■ **HOW TO COMPLETE THIS TASK**: The response should be an exact copy of the records, with the pictures removed.

——————

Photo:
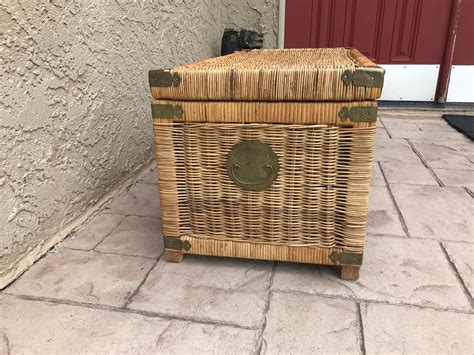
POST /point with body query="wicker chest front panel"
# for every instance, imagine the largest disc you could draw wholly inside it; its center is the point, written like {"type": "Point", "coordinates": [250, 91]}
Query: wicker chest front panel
{"type": "Point", "coordinates": [319, 198]}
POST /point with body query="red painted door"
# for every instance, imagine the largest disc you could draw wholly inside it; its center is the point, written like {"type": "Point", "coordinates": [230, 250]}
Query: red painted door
{"type": "Point", "coordinates": [388, 31]}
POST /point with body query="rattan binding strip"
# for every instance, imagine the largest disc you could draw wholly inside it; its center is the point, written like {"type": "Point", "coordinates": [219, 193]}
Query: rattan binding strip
{"type": "Point", "coordinates": [313, 255]}
{"type": "Point", "coordinates": [263, 112]}
{"type": "Point", "coordinates": [272, 75]}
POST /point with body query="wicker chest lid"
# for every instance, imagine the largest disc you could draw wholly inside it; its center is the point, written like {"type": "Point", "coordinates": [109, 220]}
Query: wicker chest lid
{"type": "Point", "coordinates": [319, 74]}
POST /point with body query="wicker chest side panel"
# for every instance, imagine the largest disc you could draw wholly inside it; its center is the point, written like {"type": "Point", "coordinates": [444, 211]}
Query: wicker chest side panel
{"type": "Point", "coordinates": [319, 199]}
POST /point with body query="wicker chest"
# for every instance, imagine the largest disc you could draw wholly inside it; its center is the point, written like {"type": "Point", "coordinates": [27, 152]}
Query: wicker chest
{"type": "Point", "coordinates": [267, 154]}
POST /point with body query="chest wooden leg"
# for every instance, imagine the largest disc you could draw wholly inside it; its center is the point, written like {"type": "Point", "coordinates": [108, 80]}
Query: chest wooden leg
{"type": "Point", "coordinates": [174, 256]}
{"type": "Point", "coordinates": [349, 272]}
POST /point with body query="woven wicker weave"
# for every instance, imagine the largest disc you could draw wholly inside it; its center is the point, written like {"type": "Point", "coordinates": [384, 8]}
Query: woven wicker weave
{"type": "Point", "coordinates": [272, 75]}
{"type": "Point", "coordinates": [315, 211]}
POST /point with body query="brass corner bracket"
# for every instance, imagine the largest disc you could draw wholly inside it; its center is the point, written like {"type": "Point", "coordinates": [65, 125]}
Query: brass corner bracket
{"type": "Point", "coordinates": [163, 78]}
{"type": "Point", "coordinates": [369, 77]}
{"type": "Point", "coordinates": [358, 113]}
{"type": "Point", "coordinates": [166, 111]}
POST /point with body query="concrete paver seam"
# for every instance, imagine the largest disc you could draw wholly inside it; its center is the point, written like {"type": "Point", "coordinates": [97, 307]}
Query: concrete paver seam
{"type": "Point", "coordinates": [425, 163]}
{"type": "Point", "coordinates": [370, 301]}
{"type": "Point", "coordinates": [458, 275]}
{"type": "Point", "coordinates": [260, 339]}
{"type": "Point", "coordinates": [399, 212]}
{"type": "Point", "coordinates": [103, 307]}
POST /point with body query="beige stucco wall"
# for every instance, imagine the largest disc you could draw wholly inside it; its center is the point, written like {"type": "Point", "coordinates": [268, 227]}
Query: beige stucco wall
{"type": "Point", "coordinates": [74, 102]}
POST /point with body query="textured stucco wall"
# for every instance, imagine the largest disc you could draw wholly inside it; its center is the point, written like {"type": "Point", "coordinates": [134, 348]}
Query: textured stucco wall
{"type": "Point", "coordinates": [74, 102]}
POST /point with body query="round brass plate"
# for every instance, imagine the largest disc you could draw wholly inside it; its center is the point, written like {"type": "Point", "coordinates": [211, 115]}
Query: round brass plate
{"type": "Point", "coordinates": [252, 165]}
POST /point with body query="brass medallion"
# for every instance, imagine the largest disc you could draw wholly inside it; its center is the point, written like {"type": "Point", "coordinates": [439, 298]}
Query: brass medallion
{"type": "Point", "coordinates": [252, 165]}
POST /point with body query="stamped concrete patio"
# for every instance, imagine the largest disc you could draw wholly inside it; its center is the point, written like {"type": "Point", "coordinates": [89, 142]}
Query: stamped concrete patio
{"type": "Point", "coordinates": [105, 289]}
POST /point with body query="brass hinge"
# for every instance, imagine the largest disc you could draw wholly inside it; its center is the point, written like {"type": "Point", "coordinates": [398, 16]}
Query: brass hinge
{"type": "Point", "coordinates": [163, 78]}
{"type": "Point", "coordinates": [176, 244]}
{"type": "Point", "coordinates": [359, 113]}
{"type": "Point", "coordinates": [370, 77]}
{"type": "Point", "coordinates": [166, 111]}
{"type": "Point", "coordinates": [346, 258]}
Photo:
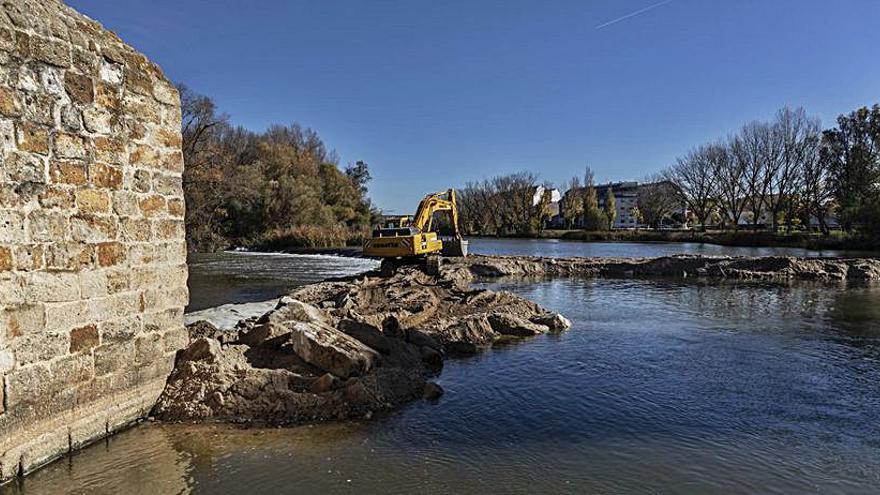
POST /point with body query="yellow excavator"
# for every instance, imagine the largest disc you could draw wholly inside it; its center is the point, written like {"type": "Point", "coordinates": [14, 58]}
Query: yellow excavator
{"type": "Point", "coordinates": [416, 238]}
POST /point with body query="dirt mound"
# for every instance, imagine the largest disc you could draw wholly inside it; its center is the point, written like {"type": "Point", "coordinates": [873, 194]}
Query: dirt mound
{"type": "Point", "coordinates": [342, 349]}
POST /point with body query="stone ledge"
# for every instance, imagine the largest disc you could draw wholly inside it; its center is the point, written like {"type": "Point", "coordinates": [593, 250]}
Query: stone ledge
{"type": "Point", "coordinates": [49, 440]}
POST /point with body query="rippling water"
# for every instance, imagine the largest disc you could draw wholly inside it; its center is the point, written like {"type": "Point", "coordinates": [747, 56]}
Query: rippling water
{"type": "Point", "coordinates": [561, 248]}
{"type": "Point", "coordinates": [236, 277]}
{"type": "Point", "coordinates": [660, 386]}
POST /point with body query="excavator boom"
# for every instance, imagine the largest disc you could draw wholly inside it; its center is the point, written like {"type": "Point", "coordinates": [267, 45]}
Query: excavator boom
{"type": "Point", "coordinates": [418, 239]}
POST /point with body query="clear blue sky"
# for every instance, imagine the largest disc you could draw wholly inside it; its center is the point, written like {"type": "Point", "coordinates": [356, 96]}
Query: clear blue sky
{"type": "Point", "coordinates": [435, 93]}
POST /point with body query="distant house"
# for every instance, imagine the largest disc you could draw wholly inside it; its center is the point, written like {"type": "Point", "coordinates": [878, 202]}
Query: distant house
{"type": "Point", "coordinates": [555, 220]}
{"type": "Point", "coordinates": [626, 195]}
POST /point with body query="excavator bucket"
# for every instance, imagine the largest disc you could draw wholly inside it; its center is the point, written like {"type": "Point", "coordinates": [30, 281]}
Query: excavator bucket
{"type": "Point", "coordinates": [454, 247]}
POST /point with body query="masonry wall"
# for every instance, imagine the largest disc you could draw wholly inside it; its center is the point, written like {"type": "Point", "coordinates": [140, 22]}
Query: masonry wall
{"type": "Point", "coordinates": [92, 254]}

——————

■ **ANSWER TO THE EXERCISE**:
Photo:
POST /point with body query="wicker chest front panel"
# for every instance, imagine the largest disc you could draw wholly inside it; its center is the point, written like {"type": "Point", "coordinates": [250, 91]}
Query: wicker chest front panel
{"type": "Point", "coordinates": [319, 198]}
POST /point with body query="red painted door"
# for every instance, imagine the largest disc you could draw wholly inside it; its center is the point, written like {"type": "Point", "coordinates": [230, 250]}
Query: red painted door
{"type": "Point", "coordinates": [388, 31]}
POST /point with body query="rattan binding strip"
# for every instance, imagine the largest disc you could draw wholly inside it; its center is the point, written like {"type": "Point", "coordinates": [219, 193]}
Query: rattan binding strip
{"type": "Point", "coordinates": [313, 255]}
{"type": "Point", "coordinates": [263, 112]}
{"type": "Point", "coordinates": [272, 75]}
POST /point with body query="wicker chest lid"
# for every instance, imagine the largest disc you could draw wholly inside it; its center is the point, written like {"type": "Point", "coordinates": [109, 220]}
Query: wicker chest lid
{"type": "Point", "coordinates": [319, 74]}
POST /point with body query="wicker chest side panel"
# for every instance, imagine the largest disc you could draw wholly inside it; its center is the point, written like {"type": "Point", "coordinates": [444, 211]}
Query: wicker chest side panel
{"type": "Point", "coordinates": [319, 199]}
POST /point with body query="wicker chest"
# for every instance, imagine the largest disc you could draw wholly inside it; its center is the point, written like {"type": "Point", "coordinates": [27, 152]}
Query: wicker chest
{"type": "Point", "coordinates": [267, 154]}
POST /point with body query="chest wooden leg"
# for every instance, imagine the largest disc you could draw wholly inside it; its center is the point, written like {"type": "Point", "coordinates": [108, 80]}
Query: chest wooden leg
{"type": "Point", "coordinates": [174, 256]}
{"type": "Point", "coordinates": [349, 272]}
POST /point with body query="woven wicker weave"
# for every instance, imagine the largest disc you could draw wholly inside it; its center is the point, written like {"type": "Point", "coordinates": [384, 8]}
Query: woven wicker weave
{"type": "Point", "coordinates": [272, 75]}
{"type": "Point", "coordinates": [315, 211]}
POST /point with body query="brass corner bracket"
# for every instance, imagine the largest disc you could draw wholly inside it; its center is the point, written like {"type": "Point", "coordinates": [65, 125]}
Query: brass corner bracket
{"type": "Point", "coordinates": [163, 78]}
{"type": "Point", "coordinates": [369, 77]}
{"type": "Point", "coordinates": [358, 113]}
{"type": "Point", "coordinates": [166, 111]}
POST /point with body query="concrete paver seam"
# for every instance, imagine the largest disc you could draw wholly inside it; its center is the point, written like {"type": "Point", "coordinates": [97, 307]}
Query: concrete paver seam
{"type": "Point", "coordinates": [425, 163]}
{"type": "Point", "coordinates": [370, 301]}
{"type": "Point", "coordinates": [458, 275]}
{"type": "Point", "coordinates": [260, 339]}
{"type": "Point", "coordinates": [399, 212]}
{"type": "Point", "coordinates": [103, 307]}
POST /point with body query="beige stucco wall"
# for every instance, imagine the largest disc you could draw wholly inside it; its center is the point, written like {"type": "Point", "coordinates": [268, 227]}
Query: beige stucco wall
{"type": "Point", "coordinates": [74, 102]}
POST /point with body query="textured stucco wall"
# for every instance, imagine the largest disc you could draw wholly inside it; its center is the point, written like {"type": "Point", "coordinates": [134, 348]}
Query: textured stucco wall
{"type": "Point", "coordinates": [74, 102]}
POST /point with body query="round brass plate"
# for every instance, imagine the largest disc you could draw wholly inside it; its center is the point, written like {"type": "Point", "coordinates": [211, 115]}
Query: round brass plate
{"type": "Point", "coordinates": [252, 165]}
POST /point with body query="brass medallion"
# for every instance, imagine the largest disc you could draw wholly inside it; its center is the point, written like {"type": "Point", "coordinates": [439, 298]}
Query: brass medallion
{"type": "Point", "coordinates": [252, 165]}
POST /point with body query="stamped concrete patio"
# for every instance, imagine the largest disc you could draw wholly inside it; its center is the point, written like {"type": "Point", "coordinates": [89, 142]}
Query: stamped concrete patio
{"type": "Point", "coordinates": [105, 289]}
POST /point with body query="brass hinge"
# for every instance, imagine the largest disc you could draw wholly inside it; its center is the point, written like {"type": "Point", "coordinates": [398, 16]}
Query: brass hinge
{"type": "Point", "coordinates": [163, 78]}
{"type": "Point", "coordinates": [176, 244]}
{"type": "Point", "coordinates": [359, 113]}
{"type": "Point", "coordinates": [370, 77]}
{"type": "Point", "coordinates": [166, 111]}
{"type": "Point", "coordinates": [346, 258]}
Photo:
POST /point with body query="yellow excavator"
# for every instance, imagine the largest disc you could draw wholly inside it; its center is the point, written like {"type": "Point", "coordinates": [14, 58]}
Query: yellow excavator
{"type": "Point", "coordinates": [416, 238]}
POST /point with body query="dirt mound"
# for every instance, imagine the largest disc you could draw wholly inside it; its center is the point, written like {"type": "Point", "coordinates": [873, 194]}
Query: dirt mound
{"type": "Point", "coordinates": [342, 349]}
POST /point with body query="stone ledge"
# for every instance, imagine the largest disc you could draw wholly inside it; its center is the point, written like {"type": "Point", "coordinates": [593, 250]}
Query: stone ledge
{"type": "Point", "coordinates": [49, 440]}
POST /point with body query="rippling water"
# for every instance, imagine the largest disc you could draw wholly inside it; its center is the point, written like {"type": "Point", "coordinates": [747, 56]}
Query: rippling water
{"type": "Point", "coordinates": [561, 248]}
{"type": "Point", "coordinates": [236, 277]}
{"type": "Point", "coordinates": [660, 386]}
POST /point with body query="excavator boom"
# for every instance, imagine the largest disc you could draw wholly inside it; its center is the point, written like {"type": "Point", "coordinates": [267, 45]}
Query: excavator boom
{"type": "Point", "coordinates": [418, 239]}
POST /point with body query="clear blue sky"
# for every instance, imagine the largest disc you could draw wholly inside it; its center is the point, written like {"type": "Point", "coordinates": [356, 96]}
Query: clear blue sky
{"type": "Point", "coordinates": [435, 93]}
POST /point with body query="distant house"
# for every instance, imagine the largest disc you could draw wholly inside it; its center is the point, written like {"type": "Point", "coordinates": [878, 202]}
Query: distant house
{"type": "Point", "coordinates": [555, 220]}
{"type": "Point", "coordinates": [626, 195]}
POST /point with body query="excavator bucket"
# for every instance, imagine the largest disc you could draw wholly inside it; its center is the point, written like {"type": "Point", "coordinates": [30, 281]}
Query: excavator bucket
{"type": "Point", "coordinates": [454, 247]}
POST /point with body query="masonry wall"
# for every instance, imagine the largest disc you could draw wholly inside it; its center is the point, written like {"type": "Point", "coordinates": [140, 22]}
Query: masonry wall
{"type": "Point", "coordinates": [92, 254]}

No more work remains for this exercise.